Work order:
Each entry is to be printed again word for word.

Task input:
>>>>
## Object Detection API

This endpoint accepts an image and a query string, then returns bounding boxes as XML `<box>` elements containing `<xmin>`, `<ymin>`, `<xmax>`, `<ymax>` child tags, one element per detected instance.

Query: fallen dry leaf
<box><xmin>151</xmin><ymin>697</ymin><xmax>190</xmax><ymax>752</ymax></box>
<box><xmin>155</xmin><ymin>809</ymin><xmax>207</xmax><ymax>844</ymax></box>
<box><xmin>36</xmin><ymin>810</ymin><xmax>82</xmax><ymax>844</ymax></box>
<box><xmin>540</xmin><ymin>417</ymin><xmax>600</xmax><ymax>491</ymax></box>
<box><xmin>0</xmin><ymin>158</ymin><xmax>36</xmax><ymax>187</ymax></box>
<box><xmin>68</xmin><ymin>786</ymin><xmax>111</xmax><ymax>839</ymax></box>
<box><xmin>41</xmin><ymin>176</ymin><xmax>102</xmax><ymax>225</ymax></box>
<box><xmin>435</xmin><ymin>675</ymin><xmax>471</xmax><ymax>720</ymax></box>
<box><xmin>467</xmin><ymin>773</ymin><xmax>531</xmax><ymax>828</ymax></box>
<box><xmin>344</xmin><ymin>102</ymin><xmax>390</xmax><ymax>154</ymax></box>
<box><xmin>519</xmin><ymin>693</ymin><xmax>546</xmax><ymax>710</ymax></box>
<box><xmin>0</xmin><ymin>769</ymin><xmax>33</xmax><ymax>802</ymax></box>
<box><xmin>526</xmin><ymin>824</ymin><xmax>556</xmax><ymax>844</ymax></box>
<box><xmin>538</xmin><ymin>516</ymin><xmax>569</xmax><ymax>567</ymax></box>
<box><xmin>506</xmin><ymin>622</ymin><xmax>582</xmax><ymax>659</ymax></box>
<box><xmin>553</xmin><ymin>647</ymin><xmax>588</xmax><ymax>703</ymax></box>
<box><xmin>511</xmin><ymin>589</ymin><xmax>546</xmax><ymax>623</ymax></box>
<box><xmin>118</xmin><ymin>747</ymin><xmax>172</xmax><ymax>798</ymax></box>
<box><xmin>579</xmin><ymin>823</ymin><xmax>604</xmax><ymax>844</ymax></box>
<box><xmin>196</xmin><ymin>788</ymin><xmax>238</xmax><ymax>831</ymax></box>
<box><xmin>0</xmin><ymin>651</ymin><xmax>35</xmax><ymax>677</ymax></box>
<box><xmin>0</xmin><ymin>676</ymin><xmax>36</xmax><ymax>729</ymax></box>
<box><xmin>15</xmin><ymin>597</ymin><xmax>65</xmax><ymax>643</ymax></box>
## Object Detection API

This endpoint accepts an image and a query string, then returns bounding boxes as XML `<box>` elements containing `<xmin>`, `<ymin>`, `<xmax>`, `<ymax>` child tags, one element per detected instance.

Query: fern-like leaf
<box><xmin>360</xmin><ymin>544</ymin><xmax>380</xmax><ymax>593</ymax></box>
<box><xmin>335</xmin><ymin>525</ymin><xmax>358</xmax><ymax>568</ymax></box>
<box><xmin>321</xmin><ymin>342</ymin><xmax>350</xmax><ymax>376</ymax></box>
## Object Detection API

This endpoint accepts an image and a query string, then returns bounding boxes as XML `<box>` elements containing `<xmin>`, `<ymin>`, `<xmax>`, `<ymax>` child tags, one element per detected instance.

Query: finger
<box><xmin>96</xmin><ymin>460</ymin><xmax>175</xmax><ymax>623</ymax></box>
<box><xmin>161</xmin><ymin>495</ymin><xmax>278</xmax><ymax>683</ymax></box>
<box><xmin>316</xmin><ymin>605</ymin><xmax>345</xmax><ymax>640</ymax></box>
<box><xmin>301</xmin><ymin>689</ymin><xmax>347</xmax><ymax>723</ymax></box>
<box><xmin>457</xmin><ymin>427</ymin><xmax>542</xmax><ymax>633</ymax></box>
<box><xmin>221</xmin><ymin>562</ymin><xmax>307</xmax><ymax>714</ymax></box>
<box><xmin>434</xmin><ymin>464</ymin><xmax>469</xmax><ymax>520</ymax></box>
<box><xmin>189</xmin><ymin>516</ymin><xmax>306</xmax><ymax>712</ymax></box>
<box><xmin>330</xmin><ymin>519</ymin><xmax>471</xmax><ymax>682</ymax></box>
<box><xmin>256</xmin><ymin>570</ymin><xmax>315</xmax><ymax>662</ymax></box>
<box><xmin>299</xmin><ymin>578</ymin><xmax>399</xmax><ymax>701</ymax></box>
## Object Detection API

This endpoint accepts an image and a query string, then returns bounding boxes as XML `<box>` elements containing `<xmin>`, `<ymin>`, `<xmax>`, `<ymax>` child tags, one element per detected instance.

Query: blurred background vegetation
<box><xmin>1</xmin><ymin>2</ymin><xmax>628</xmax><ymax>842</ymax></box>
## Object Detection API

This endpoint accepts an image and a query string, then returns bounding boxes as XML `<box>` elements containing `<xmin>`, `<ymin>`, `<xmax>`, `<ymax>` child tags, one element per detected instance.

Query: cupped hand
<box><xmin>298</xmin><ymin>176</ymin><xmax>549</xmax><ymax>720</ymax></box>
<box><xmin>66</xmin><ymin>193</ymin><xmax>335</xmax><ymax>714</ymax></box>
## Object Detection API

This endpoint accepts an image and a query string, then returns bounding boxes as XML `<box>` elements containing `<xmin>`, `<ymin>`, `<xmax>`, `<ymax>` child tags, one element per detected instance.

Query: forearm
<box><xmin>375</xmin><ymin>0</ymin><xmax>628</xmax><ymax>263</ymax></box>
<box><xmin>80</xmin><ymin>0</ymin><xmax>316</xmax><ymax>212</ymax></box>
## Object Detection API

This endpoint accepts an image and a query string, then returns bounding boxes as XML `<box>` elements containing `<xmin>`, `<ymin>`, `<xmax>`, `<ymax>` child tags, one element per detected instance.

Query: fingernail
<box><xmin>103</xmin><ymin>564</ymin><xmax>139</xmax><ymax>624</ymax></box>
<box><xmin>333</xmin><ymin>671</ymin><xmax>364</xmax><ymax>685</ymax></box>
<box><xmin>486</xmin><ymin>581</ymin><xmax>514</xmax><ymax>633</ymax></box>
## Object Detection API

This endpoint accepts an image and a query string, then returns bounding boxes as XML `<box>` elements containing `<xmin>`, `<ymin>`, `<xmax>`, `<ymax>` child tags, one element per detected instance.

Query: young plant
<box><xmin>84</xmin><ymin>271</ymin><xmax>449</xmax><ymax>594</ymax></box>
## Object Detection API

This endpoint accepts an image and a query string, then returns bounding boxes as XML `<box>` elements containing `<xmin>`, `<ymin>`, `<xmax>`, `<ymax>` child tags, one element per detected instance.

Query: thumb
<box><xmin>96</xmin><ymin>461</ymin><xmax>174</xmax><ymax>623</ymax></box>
<<<<
Answer for the task:
## Object Detection API

This endpoint accepts an image and a query string, then returns bounding boxes as XML `<box>` elements containing `<xmin>`, `<ymin>`, `<xmax>`, `<ymax>` child tags, one element per detected instance.

Query: fallen dry leaf
<box><xmin>151</xmin><ymin>697</ymin><xmax>190</xmax><ymax>752</ymax></box>
<box><xmin>155</xmin><ymin>809</ymin><xmax>207</xmax><ymax>844</ymax></box>
<box><xmin>36</xmin><ymin>810</ymin><xmax>82</xmax><ymax>844</ymax></box>
<box><xmin>540</xmin><ymin>417</ymin><xmax>600</xmax><ymax>491</ymax></box>
<box><xmin>0</xmin><ymin>158</ymin><xmax>36</xmax><ymax>187</ymax></box>
<box><xmin>68</xmin><ymin>786</ymin><xmax>111</xmax><ymax>839</ymax></box>
<box><xmin>41</xmin><ymin>176</ymin><xmax>102</xmax><ymax>225</ymax></box>
<box><xmin>435</xmin><ymin>675</ymin><xmax>471</xmax><ymax>720</ymax></box>
<box><xmin>467</xmin><ymin>773</ymin><xmax>531</xmax><ymax>828</ymax></box>
<box><xmin>344</xmin><ymin>102</ymin><xmax>390</xmax><ymax>154</ymax></box>
<box><xmin>519</xmin><ymin>693</ymin><xmax>546</xmax><ymax>710</ymax></box>
<box><xmin>0</xmin><ymin>769</ymin><xmax>33</xmax><ymax>802</ymax></box>
<box><xmin>526</xmin><ymin>824</ymin><xmax>556</xmax><ymax>844</ymax></box>
<box><xmin>538</xmin><ymin>516</ymin><xmax>569</xmax><ymax>567</ymax></box>
<box><xmin>506</xmin><ymin>622</ymin><xmax>582</xmax><ymax>659</ymax></box>
<box><xmin>553</xmin><ymin>647</ymin><xmax>588</xmax><ymax>703</ymax></box>
<box><xmin>511</xmin><ymin>589</ymin><xmax>546</xmax><ymax>623</ymax></box>
<box><xmin>118</xmin><ymin>747</ymin><xmax>172</xmax><ymax>798</ymax></box>
<box><xmin>579</xmin><ymin>823</ymin><xmax>604</xmax><ymax>844</ymax></box>
<box><xmin>196</xmin><ymin>788</ymin><xmax>238</xmax><ymax>831</ymax></box>
<box><xmin>0</xmin><ymin>651</ymin><xmax>35</xmax><ymax>677</ymax></box>
<box><xmin>0</xmin><ymin>676</ymin><xmax>36</xmax><ymax>729</ymax></box>
<box><xmin>15</xmin><ymin>597</ymin><xmax>65</xmax><ymax>643</ymax></box>
## Object Detection API

This endpoint accepts an image and a query string, then returns bounding boxes as XML `<box>` elements containing `<xmin>`, `<ymin>`, `<xmax>`, `<ymax>` child tags, one element per detected instance.

Query: fern-like leaf
<box><xmin>360</xmin><ymin>544</ymin><xmax>380</xmax><ymax>593</ymax></box>
<box><xmin>335</xmin><ymin>525</ymin><xmax>358</xmax><ymax>568</ymax></box>
<box><xmin>321</xmin><ymin>342</ymin><xmax>350</xmax><ymax>376</ymax></box>
## Object Detection API

This endpoint accepts an image and a query string, then returns bounding boxes as XML `<box>` elements containing `<xmin>`, `<ymin>`, `<xmax>`, `<ymax>` child tags, one element per detected instance.

Query: finger
<box><xmin>96</xmin><ymin>460</ymin><xmax>175</xmax><ymax>623</ymax></box>
<box><xmin>161</xmin><ymin>495</ymin><xmax>278</xmax><ymax>683</ymax></box>
<box><xmin>316</xmin><ymin>605</ymin><xmax>345</xmax><ymax>640</ymax></box>
<box><xmin>301</xmin><ymin>689</ymin><xmax>347</xmax><ymax>723</ymax></box>
<box><xmin>457</xmin><ymin>427</ymin><xmax>542</xmax><ymax>633</ymax></box>
<box><xmin>221</xmin><ymin>562</ymin><xmax>307</xmax><ymax>714</ymax></box>
<box><xmin>434</xmin><ymin>464</ymin><xmax>469</xmax><ymax>520</ymax></box>
<box><xmin>189</xmin><ymin>516</ymin><xmax>306</xmax><ymax>712</ymax></box>
<box><xmin>330</xmin><ymin>519</ymin><xmax>471</xmax><ymax>682</ymax></box>
<box><xmin>256</xmin><ymin>570</ymin><xmax>315</xmax><ymax>662</ymax></box>
<box><xmin>299</xmin><ymin>578</ymin><xmax>399</xmax><ymax>701</ymax></box>
## Object Detection API

This endpoint accepts an image and a query string, then returns bounding boxes as XML `<box>` elements containing `<xmin>`, `<ymin>`, `<xmax>`, `<ymax>` child tags, one element per detected instance.

Query: blurred background vegetation
<box><xmin>1</xmin><ymin>2</ymin><xmax>628</xmax><ymax>842</ymax></box>
## Object Detection API

This endpoint accepts an image and a query string, then returns bounding boxes as XML `<box>` elements containing `<xmin>`, `<ymin>`, `<xmax>`, `<ymax>` child tags, one element per detected instance.

Query: cupped hand
<box><xmin>298</xmin><ymin>176</ymin><xmax>549</xmax><ymax>720</ymax></box>
<box><xmin>66</xmin><ymin>193</ymin><xmax>335</xmax><ymax>714</ymax></box>
## Object Detection API

This endpoint accepts an image and a query string, then returns bounding boxes as XML `<box>` elements containing `<xmin>`, `<ymin>`, `<xmax>`, `<ymax>` child tags, one element per detected instance.

Query: forearm
<box><xmin>375</xmin><ymin>0</ymin><xmax>628</xmax><ymax>263</ymax></box>
<box><xmin>80</xmin><ymin>0</ymin><xmax>316</xmax><ymax>212</ymax></box>
## Object Detection API

This endpoint accepts an image and a query string, then returns bounding boxes as XML `<box>` elements containing `<xmin>`, `<ymin>`, `<xmax>`, `<ymax>` child tags, one element per detected instance.

Query: fingernail
<box><xmin>103</xmin><ymin>564</ymin><xmax>139</xmax><ymax>624</ymax></box>
<box><xmin>333</xmin><ymin>671</ymin><xmax>364</xmax><ymax>685</ymax></box>
<box><xmin>486</xmin><ymin>581</ymin><xmax>514</xmax><ymax>633</ymax></box>
## Object Detection API

This endpoint accepts an image and a query string, then returns bounding boxes as XML `<box>` elements containing `<xmin>`, `<ymin>`, `<xmax>`, `<ymax>` child tags, one element per detected instance.

Query: young plant
<box><xmin>84</xmin><ymin>271</ymin><xmax>449</xmax><ymax>594</ymax></box>
## Object Detection API

This endpoint accepts an image and a query string, then returns bounding boxes as XML `<box>` elements containing `<xmin>`, `<ymin>`, `<xmax>`, `<ymax>` child tags, one element per detected instance.

Query: thumb
<box><xmin>96</xmin><ymin>461</ymin><xmax>174</xmax><ymax>623</ymax></box>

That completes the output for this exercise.